AMECEA: The Feeling of Inadequacy Accompanied Me Throughout my Service at AMECEA, Says Fr. Lugonzo
Describing his appointment to the helm of the Regional Bishops’ Conference Secretariat as “very unexpected,” former Secretary General to AMECEA Very Rev. Fr. Ferdinand Lugonzo said that he was barely five months old as Director of Canon Law at Kenya Conference of Catholic Bishops (KCCB), when he was informed of the new appointment at AMECEA Secretariat in July 2011, an appointment he said to have received with a lot of mixed feelings.
He felt that the appointment was such an enormous responsibility and a big challenge because he had not received necessary formation or preparations for it.
“The feeling that I was appointed to an office that probably I was not well prepared for has accompanied me for the last seven years that I have served AMECEA,” he revealed.
Fr. Lugonzo had been elected Secretary General of the Association during the 17th AMECEA Plenary Assembly, which took place in Nairobi, Kenya seven years ago. He had just come from his home Diocese to the National Office at KCCB and had just set his goals and started rolling his programs across the Dioceses in Kenya when the appointment to serve AMECEA happened.
“At that time, I had no prior experience of being Secretary to the Bishop or Bishops Conference. Therefore, feeling that I needed the necessary preparations in terms of who a Secretary General to such Association would be has accompanied me all throughout my service at AMECEA,” Fr. Lugonzo said.
“The handover I had was within a very short period and it was more of a documentation handover. It would have been better if I journeyed with my predecessor for a while, to help me understand better the institution’s structures and mode of operation. I think my background in Canon Law because that is what helped me settle in the office as Secretary General of AMECEA.”
He credits the then chairman of the AMECEA, Most Rev. Tarcisius Gervazio Ziyaye, Archbishop of Lilongwe as having been very helpful in guiding him and providing the necessary directions that AMECEA should have taken. Another person he said to have been very instrumental in providing direction to him is the Archbishop of Nairobi, His Eminence John Cardinal Njue.

→ **Work instructions**
#1 List every person the Fr. Lugonzo article names, along with the title it gives each one.
#2 Translate this sentence from the Fr. Lugonzo article into Spanish: "He felt that the appointment was such an enormous responsibility and a big challenge because he had not received necessary formation or preparations for it."
#3 According to the Fr. Lugonzo article, in what month and year was he informed of his new appointment at the AMECEA Secretariat?
Answer using only the Fr. Lugonzo article.

[Source records]
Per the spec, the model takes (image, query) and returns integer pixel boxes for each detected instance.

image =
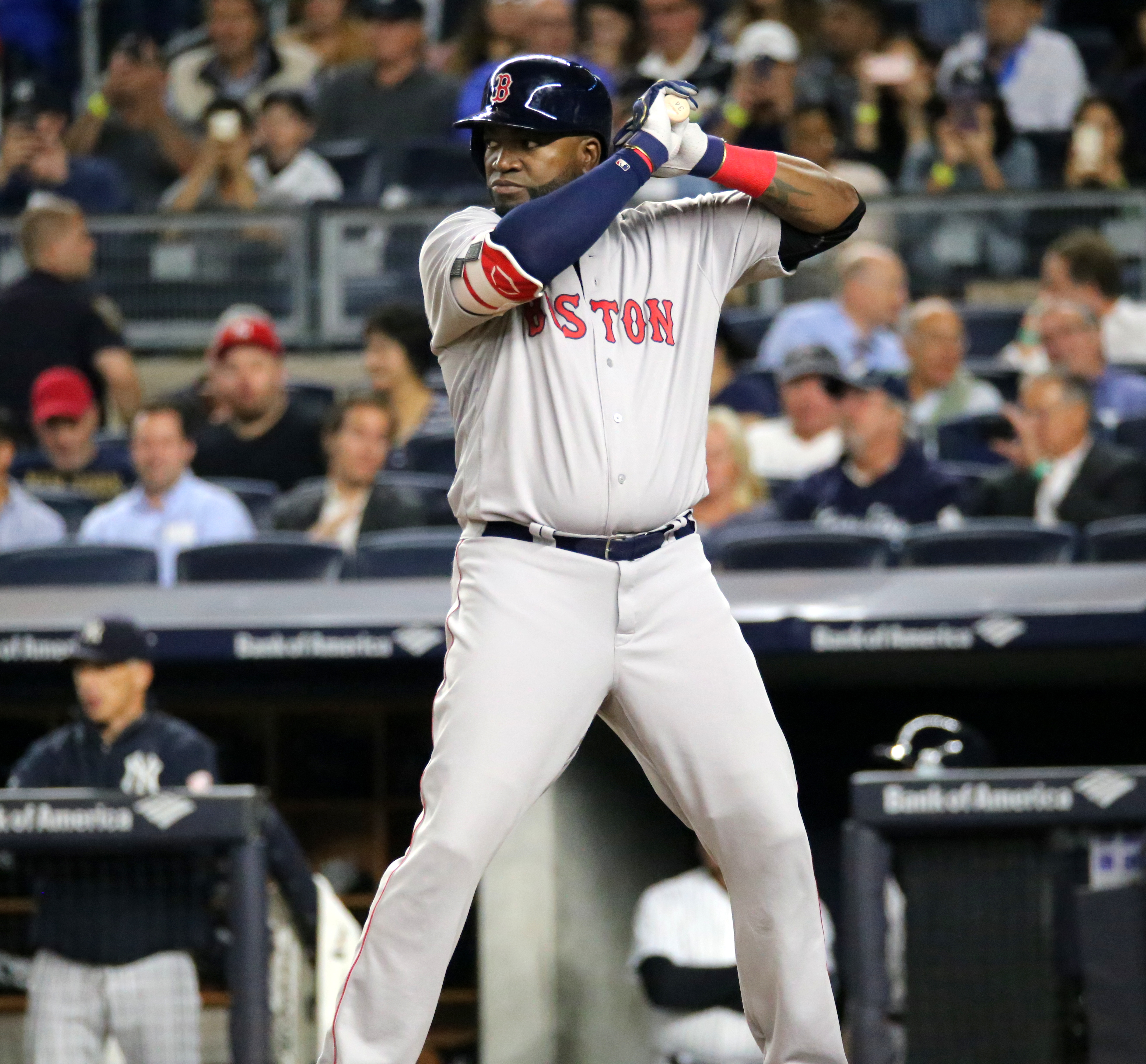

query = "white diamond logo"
[394,627,446,658]
[975,613,1027,650]
[1074,768,1138,809]
[132,793,197,831]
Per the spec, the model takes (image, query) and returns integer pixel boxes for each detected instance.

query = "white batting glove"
[653,118,708,178]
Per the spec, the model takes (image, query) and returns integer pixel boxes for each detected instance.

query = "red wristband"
[712,144,777,200]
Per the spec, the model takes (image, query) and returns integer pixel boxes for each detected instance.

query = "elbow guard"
[449,236,544,318]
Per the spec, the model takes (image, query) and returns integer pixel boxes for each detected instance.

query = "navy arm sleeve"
[490,133,668,284]
[637,957,744,1012]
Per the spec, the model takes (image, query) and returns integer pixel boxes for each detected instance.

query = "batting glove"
[613,81,697,158]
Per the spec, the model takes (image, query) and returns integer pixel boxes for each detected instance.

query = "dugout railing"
[0,785,270,1064]
[842,767,1146,1064]
[0,189,1146,353]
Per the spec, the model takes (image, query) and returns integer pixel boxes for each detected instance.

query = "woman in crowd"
[578,0,645,85]
[362,304,454,469]
[692,406,767,532]
[1063,96,1131,188]
[278,0,374,70]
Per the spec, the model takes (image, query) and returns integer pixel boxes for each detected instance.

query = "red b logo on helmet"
[489,74,514,103]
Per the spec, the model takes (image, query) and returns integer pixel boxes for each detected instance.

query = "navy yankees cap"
[71,617,155,665]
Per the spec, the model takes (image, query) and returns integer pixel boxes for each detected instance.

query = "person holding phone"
[159,99,259,213]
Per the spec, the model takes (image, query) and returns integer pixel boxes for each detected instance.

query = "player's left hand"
[613,80,697,157]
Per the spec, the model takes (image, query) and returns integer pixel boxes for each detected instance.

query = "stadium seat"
[0,543,159,587]
[175,532,343,584]
[343,526,461,580]
[900,517,1075,566]
[24,484,99,534]
[938,414,1006,466]
[375,469,457,525]
[1083,516,1146,562]
[207,477,278,528]
[705,522,894,570]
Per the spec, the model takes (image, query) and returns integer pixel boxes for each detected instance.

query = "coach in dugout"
[8,617,318,1064]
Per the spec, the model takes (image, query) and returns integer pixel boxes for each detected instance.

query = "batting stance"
[322,56,863,1064]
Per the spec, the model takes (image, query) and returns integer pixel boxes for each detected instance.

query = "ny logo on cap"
[489,74,514,103]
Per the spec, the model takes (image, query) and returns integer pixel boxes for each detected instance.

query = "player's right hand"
[613,81,697,158]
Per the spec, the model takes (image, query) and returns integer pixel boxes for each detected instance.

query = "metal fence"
[9,190,1146,350]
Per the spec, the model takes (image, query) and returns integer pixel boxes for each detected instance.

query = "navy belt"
[481,516,697,562]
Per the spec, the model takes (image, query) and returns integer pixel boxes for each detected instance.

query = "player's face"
[72,662,153,724]
[485,126,600,214]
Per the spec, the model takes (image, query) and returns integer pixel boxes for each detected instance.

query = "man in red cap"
[194,309,325,491]
[11,366,135,502]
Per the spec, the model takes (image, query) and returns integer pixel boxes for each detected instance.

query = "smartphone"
[207,111,242,143]
[1070,122,1103,170]
[863,52,916,85]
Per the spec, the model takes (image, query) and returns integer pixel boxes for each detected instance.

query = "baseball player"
[321,56,863,1064]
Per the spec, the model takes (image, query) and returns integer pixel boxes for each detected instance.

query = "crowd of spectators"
[0,0,1146,214]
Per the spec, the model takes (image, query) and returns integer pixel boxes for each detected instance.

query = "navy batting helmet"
[454,55,613,175]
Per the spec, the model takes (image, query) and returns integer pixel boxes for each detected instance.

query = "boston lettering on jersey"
[521,295,676,347]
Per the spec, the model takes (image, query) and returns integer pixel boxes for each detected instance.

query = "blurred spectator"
[720,0,819,52]
[1038,300,1146,429]
[939,0,1087,133]
[760,241,908,373]
[795,0,885,155]
[277,0,374,70]
[362,304,454,469]
[275,393,425,550]
[745,347,843,480]
[1062,96,1130,188]
[692,406,767,532]
[11,366,135,502]
[64,33,196,211]
[0,83,129,214]
[708,321,776,424]
[78,404,254,586]
[246,91,343,206]
[159,99,259,213]
[900,69,1038,290]
[576,0,644,85]
[456,0,613,123]
[636,0,732,119]
[975,372,1146,525]
[903,296,1003,444]
[447,0,530,78]
[712,22,802,151]
[169,0,319,124]
[780,374,960,536]
[0,200,140,435]
[316,0,457,186]
[1040,229,1146,363]
[194,314,327,491]
[0,409,66,550]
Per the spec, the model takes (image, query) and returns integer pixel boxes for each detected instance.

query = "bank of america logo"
[1075,768,1138,809]
[132,793,195,831]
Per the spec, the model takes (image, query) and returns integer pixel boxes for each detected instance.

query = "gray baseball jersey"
[420,191,784,536]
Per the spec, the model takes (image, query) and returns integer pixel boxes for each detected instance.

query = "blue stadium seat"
[207,477,278,530]
[175,532,343,584]
[1084,516,1146,562]
[0,543,159,587]
[938,414,1006,466]
[374,469,457,525]
[343,526,462,580]
[24,484,99,534]
[900,517,1075,566]
[705,522,894,570]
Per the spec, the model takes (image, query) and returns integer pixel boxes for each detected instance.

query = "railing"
[0,190,1146,350]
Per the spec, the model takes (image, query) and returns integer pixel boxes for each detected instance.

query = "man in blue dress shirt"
[79,404,254,585]
[759,243,908,373]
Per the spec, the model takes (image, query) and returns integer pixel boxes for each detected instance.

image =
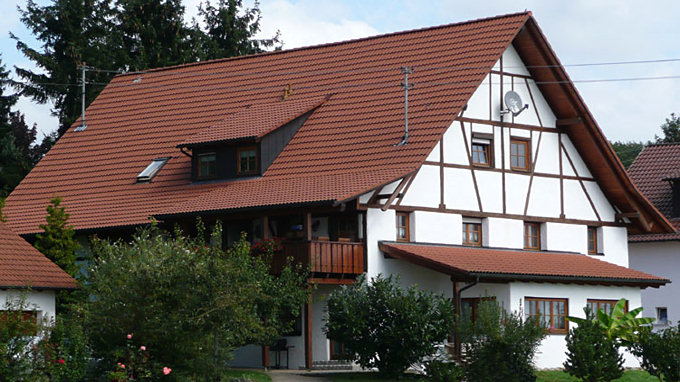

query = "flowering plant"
[108,333,172,382]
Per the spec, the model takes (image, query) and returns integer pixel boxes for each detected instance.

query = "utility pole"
[73,62,89,131]
[396,67,413,146]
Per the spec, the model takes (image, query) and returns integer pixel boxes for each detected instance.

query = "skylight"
[137,157,170,182]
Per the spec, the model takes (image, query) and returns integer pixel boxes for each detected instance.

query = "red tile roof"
[0,222,76,289]
[179,96,330,146]
[380,242,670,287]
[628,143,680,242]
[4,12,531,234]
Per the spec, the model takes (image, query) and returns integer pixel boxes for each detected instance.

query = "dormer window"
[137,157,170,183]
[196,153,217,179]
[236,146,257,175]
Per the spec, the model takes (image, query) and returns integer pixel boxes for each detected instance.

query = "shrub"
[325,275,453,377]
[630,324,680,381]
[456,301,547,382]
[82,224,310,380]
[564,307,623,382]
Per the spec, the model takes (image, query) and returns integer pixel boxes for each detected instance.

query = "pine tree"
[10,0,114,136]
[199,0,281,59]
[35,197,79,277]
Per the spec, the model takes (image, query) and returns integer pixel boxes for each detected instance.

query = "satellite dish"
[504,90,529,117]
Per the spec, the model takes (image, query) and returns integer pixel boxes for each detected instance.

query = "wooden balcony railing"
[273,240,365,278]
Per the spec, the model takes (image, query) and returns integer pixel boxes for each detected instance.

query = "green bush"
[456,301,546,382]
[82,224,310,380]
[325,276,454,377]
[630,324,680,381]
[564,307,623,382]
[425,359,465,382]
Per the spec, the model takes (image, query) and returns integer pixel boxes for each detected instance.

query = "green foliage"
[567,298,654,345]
[455,301,547,381]
[13,0,279,140]
[325,275,453,377]
[0,291,43,381]
[630,324,680,381]
[564,307,623,382]
[425,359,465,382]
[35,197,79,277]
[655,113,680,143]
[198,0,281,59]
[35,315,91,382]
[83,224,310,380]
[610,141,649,168]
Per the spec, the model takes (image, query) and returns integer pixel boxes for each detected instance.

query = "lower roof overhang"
[379,241,670,288]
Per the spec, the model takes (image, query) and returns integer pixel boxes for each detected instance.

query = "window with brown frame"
[524,297,569,334]
[397,212,411,241]
[588,227,597,255]
[463,222,482,247]
[196,153,217,179]
[588,298,628,314]
[472,141,491,167]
[236,146,257,175]
[510,138,531,171]
[524,223,541,251]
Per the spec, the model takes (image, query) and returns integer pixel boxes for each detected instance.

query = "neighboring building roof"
[0,222,76,289]
[178,96,329,147]
[380,242,670,287]
[628,143,680,242]
[5,12,672,234]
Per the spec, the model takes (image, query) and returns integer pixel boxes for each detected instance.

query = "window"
[236,147,257,175]
[397,212,411,241]
[137,157,170,182]
[196,153,217,179]
[524,223,541,251]
[510,138,531,171]
[463,222,482,247]
[524,297,569,334]
[588,298,628,314]
[656,307,668,325]
[588,227,597,255]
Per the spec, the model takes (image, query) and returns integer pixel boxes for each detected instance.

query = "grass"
[324,370,658,382]
[536,370,658,382]
[223,369,272,382]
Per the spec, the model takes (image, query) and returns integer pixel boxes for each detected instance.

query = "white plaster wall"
[598,227,628,267]
[563,179,597,221]
[483,218,524,249]
[410,211,463,245]
[401,165,440,207]
[543,223,588,254]
[629,241,680,325]
[510,282,641,369]
[527,176,560,218]
[0,289,56,322]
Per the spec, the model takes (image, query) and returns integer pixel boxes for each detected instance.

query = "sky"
[0,0,680,141]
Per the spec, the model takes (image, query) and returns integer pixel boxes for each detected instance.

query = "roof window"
[137,157,170,183]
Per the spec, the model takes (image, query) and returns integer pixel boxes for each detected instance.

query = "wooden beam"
[305,291,312,369]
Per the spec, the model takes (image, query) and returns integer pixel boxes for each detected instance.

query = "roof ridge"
[115,10,533,77]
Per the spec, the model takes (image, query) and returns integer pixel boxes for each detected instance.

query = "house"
[628,143,680,328]
[6,12,673,368]
[0,222,76,321]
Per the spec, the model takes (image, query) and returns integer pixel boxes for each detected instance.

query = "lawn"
[324,370,658,382]
[536,370,658,382]
[224,369,272,382]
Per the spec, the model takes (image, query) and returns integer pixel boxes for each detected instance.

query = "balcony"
[273,240,366,280]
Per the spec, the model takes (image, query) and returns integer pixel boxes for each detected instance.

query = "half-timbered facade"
[7,12,673,368]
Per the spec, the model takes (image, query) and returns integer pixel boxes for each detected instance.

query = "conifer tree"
[35,197,79,277]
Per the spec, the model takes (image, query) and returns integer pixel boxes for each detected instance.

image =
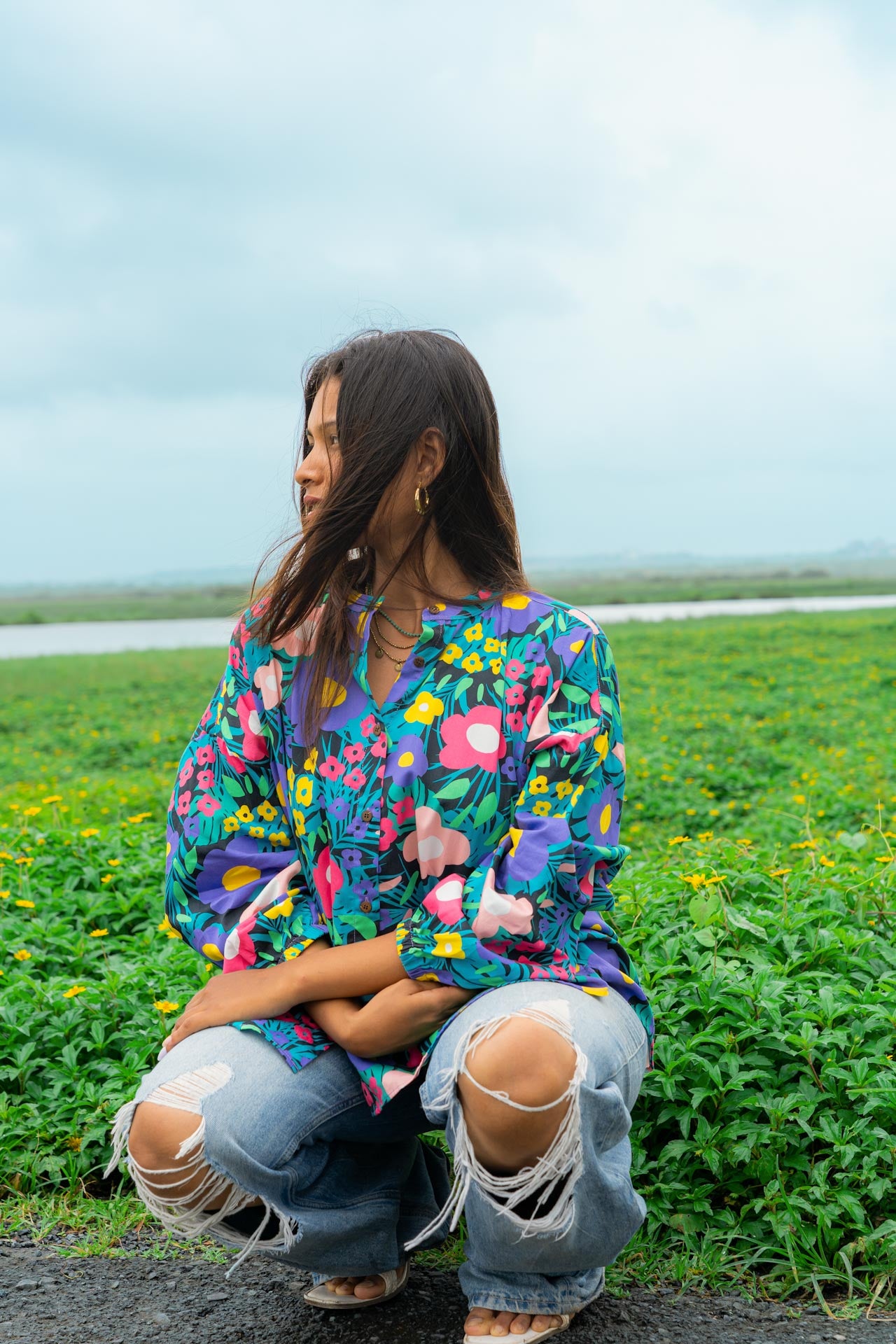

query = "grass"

→ **Outputs in order**
#1
- Very Rev. Fr. Ferdinand Lugonzo
- Most Rev. Tarcisius Gervazio Ziyaye, Archbishop of Lilongwe
- His Eminence John Cardinal Njue, Archbishop of Nairobi

#2 Sintió que el nombramiento era una responsabilidad enorme y un gran desafío porque no había recibido la formación ni la preparación necesarias para ello.

#3 July 2011